==== Material for the task

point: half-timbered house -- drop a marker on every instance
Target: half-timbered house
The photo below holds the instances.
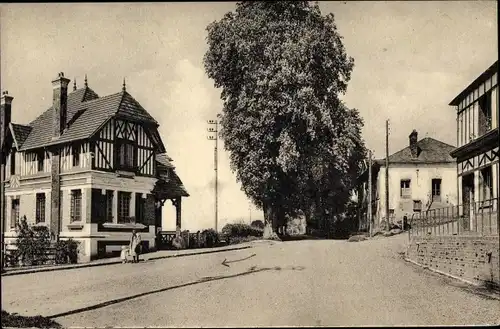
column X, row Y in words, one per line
column 90, row 168
column 477, row 154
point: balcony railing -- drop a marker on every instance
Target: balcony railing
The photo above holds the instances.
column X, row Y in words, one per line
column 478, row 218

========

Since the pictures are not wanted, write out the rest of the data exactly as it reads.

point: half-timbered house -- drop a marker on every instance
Target: half-timbered house
The photo below holds the instances.
column X, row Y in words, one per line
column 90, row 168
column 477, row 154
point: balcony railing -- drop a marker on every instance
Target: balcony railing
The photo above holds the instances.
column X, row Y in words, one per line
column 478, row 218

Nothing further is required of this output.